USING THE INFORMATION:
a – Summarize the holiness sermon summaries in two sentences.
b – In the holiness sermon summaries, whose book does Pastor Martin credit for the thread he follows on the obligations of the adopted?
c – Rewrite the paragraph of the holiness sermon summaries that begins "Pastor Martin concludes his series on adoption" as a short list, keeping its main facts.

STUDY TEXT:
- - - - -

Holiness
6 sermons on this topic
Pastor Martin introduces a series on the fear of God by demonstrating its overwhelming prevalence throughout Scripture. He surveys thirteen Old Testament and nine New Testament passages to show that the fear of God is a dominant and pervasive theme from Genesis to Revelation, concluding that to be devoid of the fear of God is to be devoid of biblical religion, and that the measure of spiritual growth is the measure to which one increases in the fear of God.
Pastor Martin concludes his series on adoption by setting forth the responsibilities that flow from it, framing every obligation with the gospel pattern 'do because you have.' Following a thread he credits to J. I. Packer's Knowing God, he unfolds three great obligations of the adopted: pleasing the Father (drawn from Matthew 6 and 2 Corinthians 5:9), imitating the Father (from Matthew 5:43-48 and Ephesians 5:1-2), and glorifying the Father (from Matthew 5:13-16 and 1 Corinthians 10:31). He illustrates throughout with the pardoned criminal brought into the king's household and closes by urging believers to meet every temptation with 'I am a child of God.'
Pastor Martin devotes a full message to the lexical groundwork of sanctification, showing that the Hebrew and Greek word families translated 'sanctify/holy' primarily mean to set apart from common use for God. He illustrates this from Exodus (holy ground, firstborn, people, priestly garments), Matthew 23 and 1 Timothy 4 (temple sanctifying the gold, food sanctified by the word and prayer), then traces three streams from this 'mountain pool' of meaning: the sanctification of God (by himself and by his people), the sanctification of man (as responsibility, as privilege of position in mixed marriages, as divine promise), and the sanctification of the Redeemer (John 10:36, John 17:17-19). The pastoral aim is to equip the congregation to read Scripture without being deceived by sleight-of-hand teachers.

- - - - -

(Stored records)
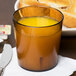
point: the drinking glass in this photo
(37, 47)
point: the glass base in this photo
(39, 70)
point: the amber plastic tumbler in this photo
(37, 47)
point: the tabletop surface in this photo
(68, 44)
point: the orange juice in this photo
(37, 43)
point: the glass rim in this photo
(38, 16)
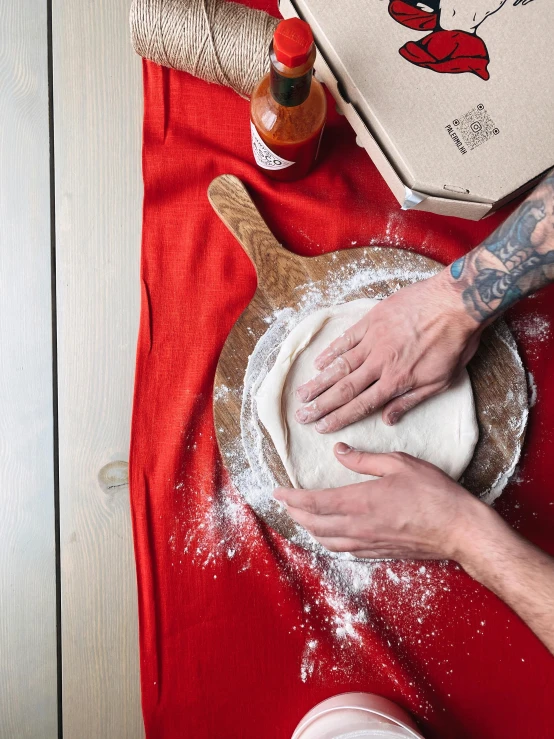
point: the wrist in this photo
(450, 296)
(482, 541)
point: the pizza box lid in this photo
(453, 99)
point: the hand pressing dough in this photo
(442, 430)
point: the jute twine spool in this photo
(215, 40)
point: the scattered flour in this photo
(348, 605)
(532, 331)
(532, 390)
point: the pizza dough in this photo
(442, 430)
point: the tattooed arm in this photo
(415, 343)
(516, 260)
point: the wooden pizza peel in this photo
(498, 377)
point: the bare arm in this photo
(515, 261)
(415, 343)
(519, 573)
(415, 511)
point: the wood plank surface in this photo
(28, 693)
(97, 119)
(284, 281)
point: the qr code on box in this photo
(475, 127)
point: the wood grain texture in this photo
(28, 700)
(498, 379)
(97, 117)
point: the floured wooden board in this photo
(290, 287)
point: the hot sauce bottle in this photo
(288, 105)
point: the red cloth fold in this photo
(225, 632)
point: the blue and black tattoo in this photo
(514, 261)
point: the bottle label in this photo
(265, 158)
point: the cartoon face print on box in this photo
(454, 45)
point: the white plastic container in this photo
(356, 716)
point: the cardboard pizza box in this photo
(453, 100)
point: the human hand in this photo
(413, 511)
(410, 347)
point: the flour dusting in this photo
(352, 610)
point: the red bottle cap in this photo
(292, 42)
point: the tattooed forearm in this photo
(516, 260)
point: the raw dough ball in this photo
(442, 430)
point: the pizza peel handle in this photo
(277, 268)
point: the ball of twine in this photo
(215, 40)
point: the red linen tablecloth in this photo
(241, 633)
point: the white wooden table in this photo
(70, 216)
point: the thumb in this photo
(398, 407)
(366, 463)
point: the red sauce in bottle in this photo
(288, 106)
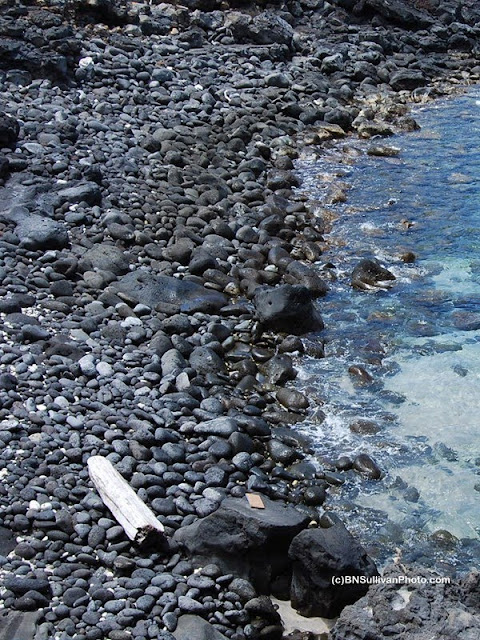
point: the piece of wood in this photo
(138, 521)
(255, 501)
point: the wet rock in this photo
(360, 375)
(281, 452)
(292, 400)
(319, 556)
(365, 427)
(369, 274)
(279, 369)
(251, 543)
(466, 320)
(364, 464)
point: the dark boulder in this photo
(191, 626)
(369, 274)
(408, 79)
(250, 543)
(321, 557)
(189, 297)
(15, 54)
(399, 13)
(37, 232)
(287, 308)
(9, 130)
(104, 257)
(88, 192)
(265, 28)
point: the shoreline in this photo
(161, 160)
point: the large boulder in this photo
(369, 274)
(413, 603)
(36, 232)
(322, 560)
(182, 295)
(287, 308)
(402, 14)
(190, 626)
(265, 28)
(9, 130)
(104, 257)
(250, 543)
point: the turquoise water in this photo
(419, 340)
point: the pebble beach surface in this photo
(156, 274)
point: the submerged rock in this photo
(369, 274)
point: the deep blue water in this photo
(419, 340)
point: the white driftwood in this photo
(138, 521)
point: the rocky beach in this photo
(161, 280)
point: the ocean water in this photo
(419, 340)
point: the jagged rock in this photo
(250, 543)
(142, 287)
(37, 232)
(9, 130)
(369, 274)
(319, 556)
(190, 626)
(287, 308)
(399, 13)
(104, 257)
(265, 28)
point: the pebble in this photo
(145, 202)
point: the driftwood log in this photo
(137, 520)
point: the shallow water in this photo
(420, 339)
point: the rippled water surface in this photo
(419, 340)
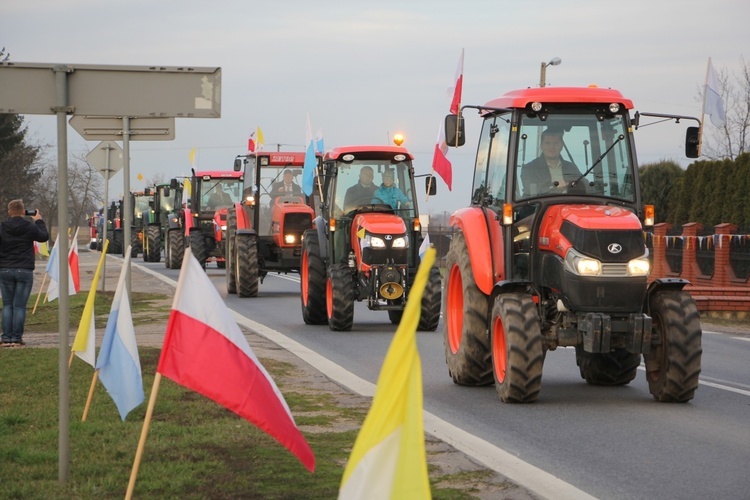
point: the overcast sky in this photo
(366, 70)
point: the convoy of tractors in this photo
(536, 260)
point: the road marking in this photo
(523, 473)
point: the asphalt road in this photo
(576, 440)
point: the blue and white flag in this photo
(118, 363)
(311, 164)
(712, 105)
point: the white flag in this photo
(712, 105)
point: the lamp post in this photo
(543, 75)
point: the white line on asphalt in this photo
(528, 476)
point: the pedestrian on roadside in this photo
(17, 261)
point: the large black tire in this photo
(340, 298)
(231, 273)
(517, 352)
(198, 247)
(467, 346)
(152, 240)
(176, 249)
(312, 280)
(246, 258)
(431, 300)
(618, 367)
(674, 363)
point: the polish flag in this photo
(205, 351)
(440, 162)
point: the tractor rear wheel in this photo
(618, 367)
(517, 352)
(467, 348)
(176, 248)
(340, 298)
(431, 300)
(312, 280)
(246, 258)
(674, 364)
(198, 247)
(152, 250)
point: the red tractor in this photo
(365, 244)
(203, 222)
(264, 229)
(551, 252)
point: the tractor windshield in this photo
(218, 193)
(574, 152)
(374, 183)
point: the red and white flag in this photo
(204, 350)
(440, 162)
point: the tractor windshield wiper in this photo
(598, 160)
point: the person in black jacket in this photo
(17, 237)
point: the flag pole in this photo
(91, 393)
(144, 433)
(41, 289)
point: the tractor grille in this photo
(596, 243)
(297, 224)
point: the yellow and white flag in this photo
(388, 459)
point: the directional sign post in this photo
(99, 90)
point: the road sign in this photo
(98, 157)
(109, 90)
(108, 128)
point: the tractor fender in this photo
(660, 284)
(473, 223)
(319, 223)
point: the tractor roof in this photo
(216, 174)
(335, 153)
(591, 94)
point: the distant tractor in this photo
(264, 229)
(365, 244)
(203, 222)
(551, 252)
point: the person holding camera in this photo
(17, 261)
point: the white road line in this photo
(528, 476)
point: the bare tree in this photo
(731, 139)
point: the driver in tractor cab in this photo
(389, 194)
(549, 172)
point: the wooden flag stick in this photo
(91, 395)
(40, 293)
(142, 440)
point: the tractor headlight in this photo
(639, 267)
(377, 242)
(400, 242)
(582, 265)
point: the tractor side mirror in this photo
(430, 184)
(692, 139)
(455, 134)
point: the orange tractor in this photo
(551, 252)
(265, 227)
(365, 244)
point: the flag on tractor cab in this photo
(118, 363)
(440, 162)
(228, 372)
(388, 459)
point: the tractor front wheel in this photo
(517, 352)
(674, 363)
(467, 348)
(246, 264)
(340, 298)
(312, 280)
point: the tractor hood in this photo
(607, 233)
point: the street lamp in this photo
(543, 76)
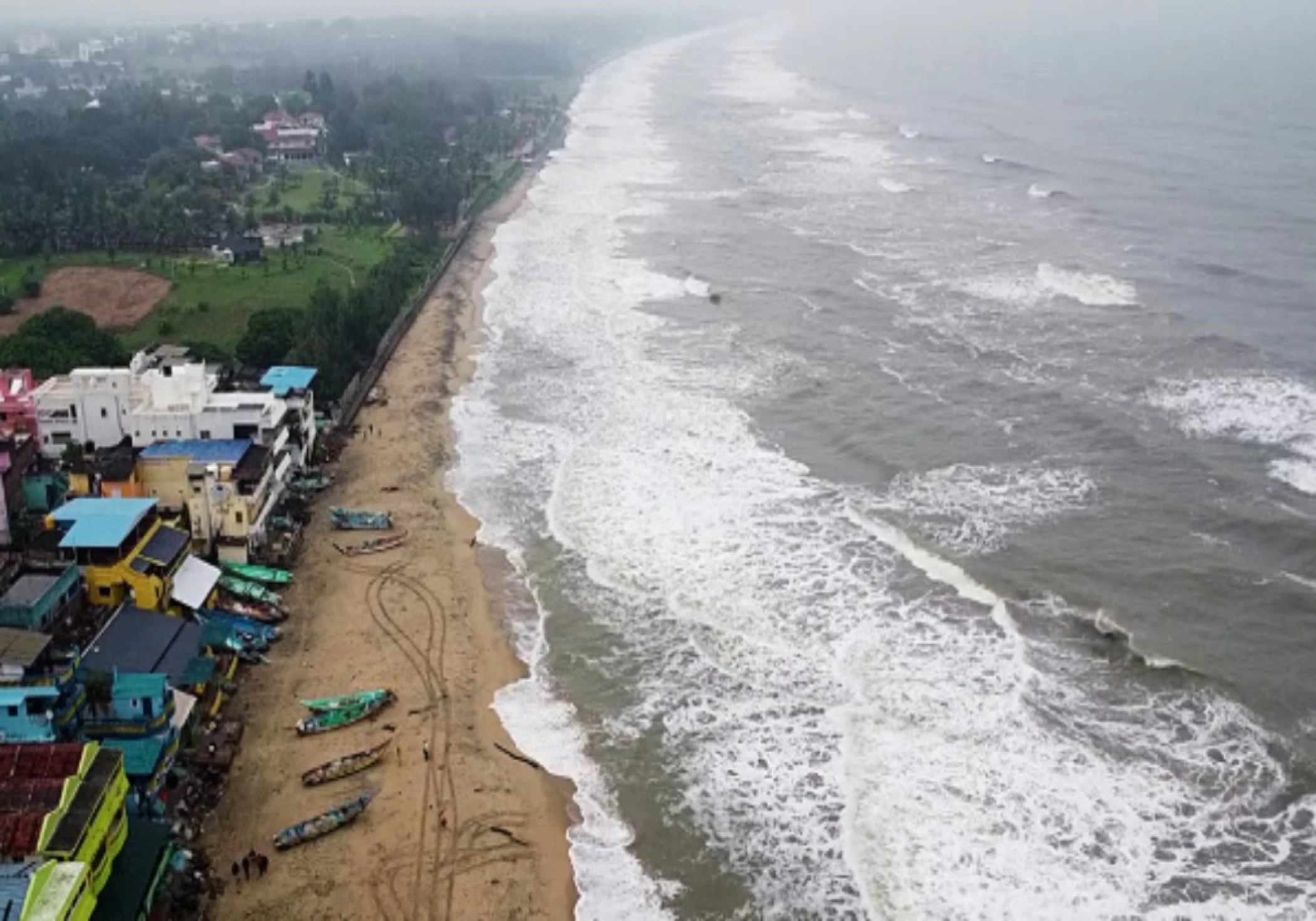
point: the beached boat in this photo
(268, 632)
(252, 591)
(373, 545)
(312, 483)
(326, 704)
(347, 519)
(325, 721)
(266, 613)
(344, 766)
(323, 824)
(264, 575)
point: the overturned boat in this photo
(312, 483)
(347, 519)
(326, 704)
(373, 545)
(344, 766)
(266, 613)
(252, 591)
(324, 721)
(264, 575)
(323, 824)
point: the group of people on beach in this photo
(252, 862)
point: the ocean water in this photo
(959, 562)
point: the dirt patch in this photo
(113, 298)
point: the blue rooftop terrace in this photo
(282, 379)
(201, 450)
(100, 523)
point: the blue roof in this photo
(283, 378)
(128, 686)
(202, 450)
(16, 696)
(100, 523)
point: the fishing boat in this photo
(266, 613)
(373, 545)
(312, 483)
(268, 632)
(252, 591)
(345, 519)
(264, 575)
(344, 716)
(344, 766)
(323, 824)
(326, 704)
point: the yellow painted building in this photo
(90, 824)
(123, 549)
(60, 892)
(224, 486)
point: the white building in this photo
(155, 400)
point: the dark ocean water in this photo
(957, 563)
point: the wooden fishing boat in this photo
(258, 612)
(344, 766)
(264, 575)
(373, 545)
(343, 716)
(252, 591)
(345, 519)
(323, 824)
(312, 483)
(326, 704)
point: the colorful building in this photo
(38, 596)
(227, 487)
(110, 472)
(123, 549)
(18, 407)
(90, 824)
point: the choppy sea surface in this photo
(959, 562)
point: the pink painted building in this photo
(18, 405)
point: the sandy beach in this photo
(471, 833)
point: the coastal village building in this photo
(293, 138)
(65, 804)
(36, 599)
(18, 403)
(228, 490)
(123, 549)
(162, 399)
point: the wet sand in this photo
(470, 833)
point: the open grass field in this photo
(305, 189)
(207, 301)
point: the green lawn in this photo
(301, 191)
(212, 303)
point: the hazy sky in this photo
(190, 11)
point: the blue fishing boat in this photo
(323, 824)
(347, 519)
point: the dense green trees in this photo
(269, 337)
(58, 341)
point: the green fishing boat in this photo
(344, 716)
(325, 704)
(252, 591)
(262, 574)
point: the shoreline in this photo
(471, 833)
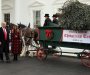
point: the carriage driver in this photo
(47, 20)
(55, 20)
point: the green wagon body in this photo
(57, 39)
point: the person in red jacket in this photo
(47, 20)
(15, 42)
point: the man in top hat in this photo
(47, 20)
(55, 19)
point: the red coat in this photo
(16, 43)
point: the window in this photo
(37, 17)
(7, 18)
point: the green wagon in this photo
(56, 36)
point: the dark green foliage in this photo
(76, 15)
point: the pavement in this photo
(50, 66)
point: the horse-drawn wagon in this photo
(56, 36)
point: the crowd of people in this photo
(48, 20)
(5, 40)
(16, 44)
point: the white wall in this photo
(0, 14)
(22, 10)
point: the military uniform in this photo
(47, 20)
(55, 19)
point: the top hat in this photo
(54, 15)
(46, 15)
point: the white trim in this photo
(6, 7)
(36, 4)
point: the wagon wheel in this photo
(41, 54)
(85, 58)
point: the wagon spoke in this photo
(85, 58)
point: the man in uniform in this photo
(47, 20)
(4, 42)
(55, 19)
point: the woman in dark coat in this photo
(47, 20)
(55, 19)
(16, 42)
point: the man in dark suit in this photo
(47, 20)
(55, 19)
(4, 42)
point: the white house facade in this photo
(31, 11)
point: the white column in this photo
(0, 13)
(17, 11)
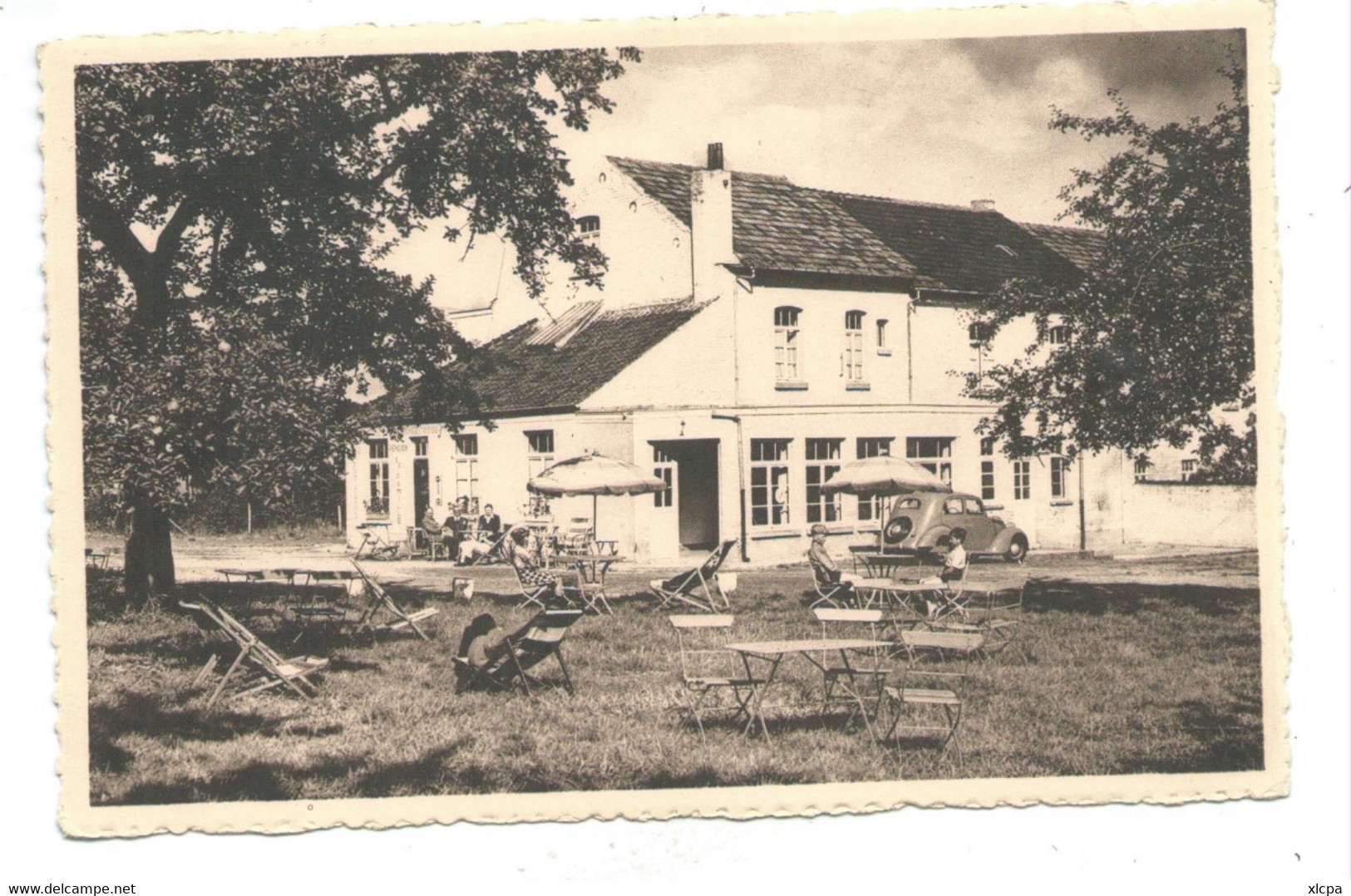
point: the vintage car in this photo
(920, 519)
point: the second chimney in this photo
(711, 224)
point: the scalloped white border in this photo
(80, 820)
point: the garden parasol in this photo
(884, 475)
(594, 475)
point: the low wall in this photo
(1203, 515)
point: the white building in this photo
(752, 336)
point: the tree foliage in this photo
(234, 215)
(1160, 330)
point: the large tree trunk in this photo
(149, 567)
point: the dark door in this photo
(422, 490)
(698, 490)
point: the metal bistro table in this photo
(881, 565)
(590, 576)
(774, 652)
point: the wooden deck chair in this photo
(846, 682)
(577, 537)
(525, 649)
(382, 613)
(495, 550)
(698, 587)
(533, 593)
(936, 695)
(830, 591)
(270, 669)
(707, 671)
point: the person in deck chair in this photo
(481, 642)
(821, 557)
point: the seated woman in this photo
(431, 529)
(522, 559)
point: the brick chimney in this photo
(711, 224)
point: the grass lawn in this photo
(1130, 672)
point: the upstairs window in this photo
(377, 503)
(934, 455)
(466, 470)
(786, 334)
(871, 505)
(823, 461)
(853, 360)
(1059, 466)
(540, 455)
(769, 481)
(987, 470)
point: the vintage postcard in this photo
(670, 418)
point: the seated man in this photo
(954, 564)
(431, 529)
(480, 645)
(954, 559)
(821, 559)
(562, 591)
(490, 527)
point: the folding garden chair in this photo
(382, 604)
(525, 649)
(495, 550)
(272, 671)
(846, 682)
(934, 693)
(533, 592)
(998, 619)
(698, 587)
(707, 671)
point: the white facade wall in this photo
(499, 472)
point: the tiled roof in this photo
(957, 248)
(782, 226)
(778, 224)
(1080, 246)
(514, 377)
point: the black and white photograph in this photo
(731, 416)
(672, 418)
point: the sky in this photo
(944, 121)
(931, 121)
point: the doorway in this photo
(693, 491)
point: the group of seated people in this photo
(464, 537)
(951, 545)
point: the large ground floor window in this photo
(769, 481)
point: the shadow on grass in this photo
(1069, 596)
(1223, 740)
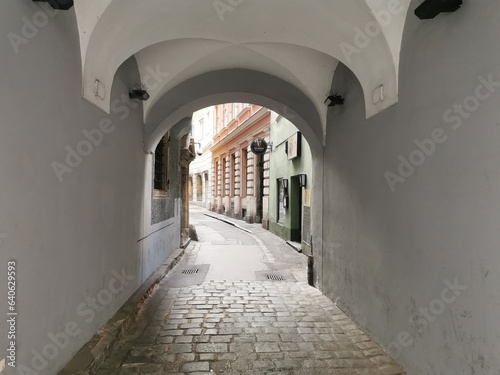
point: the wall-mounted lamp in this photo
(139, 94)
(199, 152)
(334, 100)
(58, 4)
(284, 183)
(302, 180)
(431, 8)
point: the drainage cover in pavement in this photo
(191, 271)
(275, 277)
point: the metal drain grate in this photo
(191, 271)
(275, 277)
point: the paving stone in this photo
(246, 328)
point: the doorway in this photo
(295, 209)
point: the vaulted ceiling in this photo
(298, 42)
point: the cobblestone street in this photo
(192, 324)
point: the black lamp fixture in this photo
(285, 185)
(334, 99)
(302, 180)
(431, 8)
(58, 4)
(139, 92)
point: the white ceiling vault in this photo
(298, 41)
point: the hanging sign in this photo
(258, 146)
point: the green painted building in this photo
(289, 184)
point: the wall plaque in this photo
(258, 146)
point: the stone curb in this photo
(228, 222)
(93, 354)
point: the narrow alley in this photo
(239, 303)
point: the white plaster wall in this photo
(68, 237)
(388, 254)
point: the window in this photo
(233, 175)
(243, 172)
(161, 165)
(216, 179)
(202, 129)
(281, 201)
(224, 179)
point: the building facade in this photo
(240, 178)
(200, 170)
(290, 181)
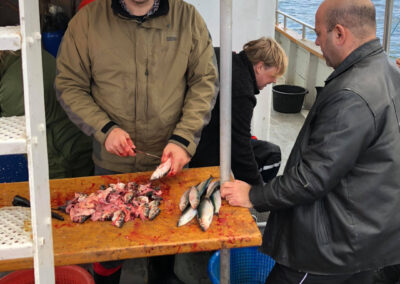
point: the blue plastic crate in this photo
(248, 265)
(13, 168)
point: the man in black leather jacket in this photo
(335, 214)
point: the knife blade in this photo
(145, 153)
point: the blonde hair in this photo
(268, 51)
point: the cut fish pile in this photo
(118, 203)
(203, 201)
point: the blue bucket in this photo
(248, 265)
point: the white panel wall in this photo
(251, 20)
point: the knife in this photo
(23, 202)
(145, 153)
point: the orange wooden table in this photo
(101, 241)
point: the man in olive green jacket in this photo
(138, 73)
(69, 150)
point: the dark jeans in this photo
(284, 275)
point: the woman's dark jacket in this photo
(244, 89)
(336, 208)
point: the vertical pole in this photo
(31, 52)
(387, 26)
(225, 110)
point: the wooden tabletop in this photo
(101, 241)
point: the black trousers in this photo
(284, 275)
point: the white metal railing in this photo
(286, 16)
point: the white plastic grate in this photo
(15, 232)
(10, 38)
(12, 135)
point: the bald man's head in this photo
(356, 15)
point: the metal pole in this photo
(388, 26)
(225, 110)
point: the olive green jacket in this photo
(68, 148)
(155, 79)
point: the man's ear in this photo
(340, 33)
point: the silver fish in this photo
(161, 170)
(215, 184)
(187, 216)
(118, 218)
(196, 193)
(216, 200)
(184, 201)
(204, 185)
(206, 213)
(194, 197)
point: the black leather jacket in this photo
(336, 209)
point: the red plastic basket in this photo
(71, 274)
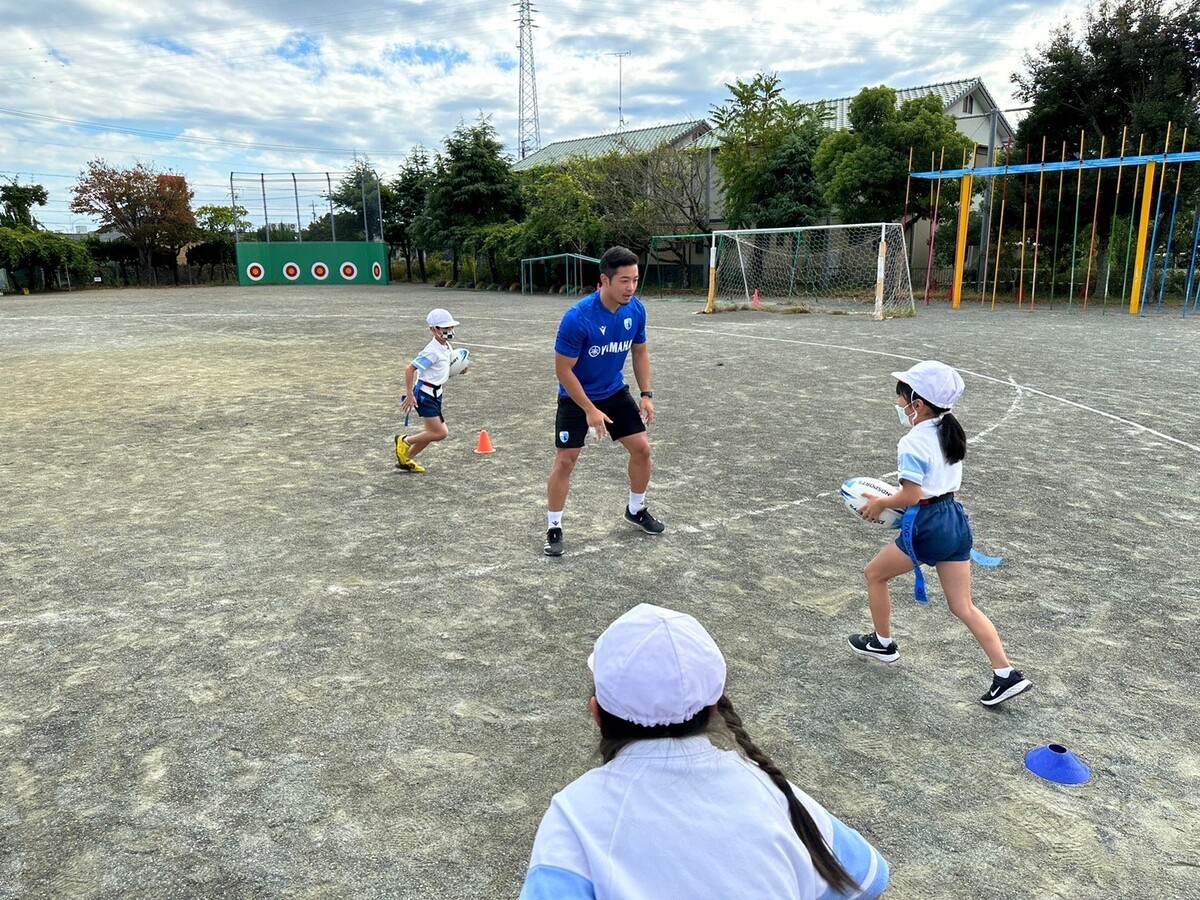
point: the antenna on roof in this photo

- - - - -

ANSWERS TO THE EXERCISE:
a – Pastor Martin opens a series by showing that the fear of God is a pervasive theme from Genesis to Revelation, and he concludes a series on adoption by setting out the obligations to please, imitate, and glorify the Father. In another message he shows that the words translated "sanctify/holy" primarily mean set apart from common use for God, then traces the sanctification of God, of man, and of the Redeemer.

b – J. I. Packer's Knowing God.

c –
- Concludes the adoption series with the responsibilities that flow from adoption, framed by the gospel pattern "do because you have."
- Follows a thread credited to J. I. Packer's Knowing God.
- Obligation 1: pleasing the Father (Matthew 6; 2 Corinthians 5:9).
- Obligation 2: imitating the Father (Matthew 5:43-48; Ephesians 5:1-2).
- Obligation 3: glorifying the Father (Matthew 5:13-16; 1 Corinthians 10:31).
- Illustration: the pardoned criminal brought into the king's household.
- Closing: meet every temptation with "I am a child of God."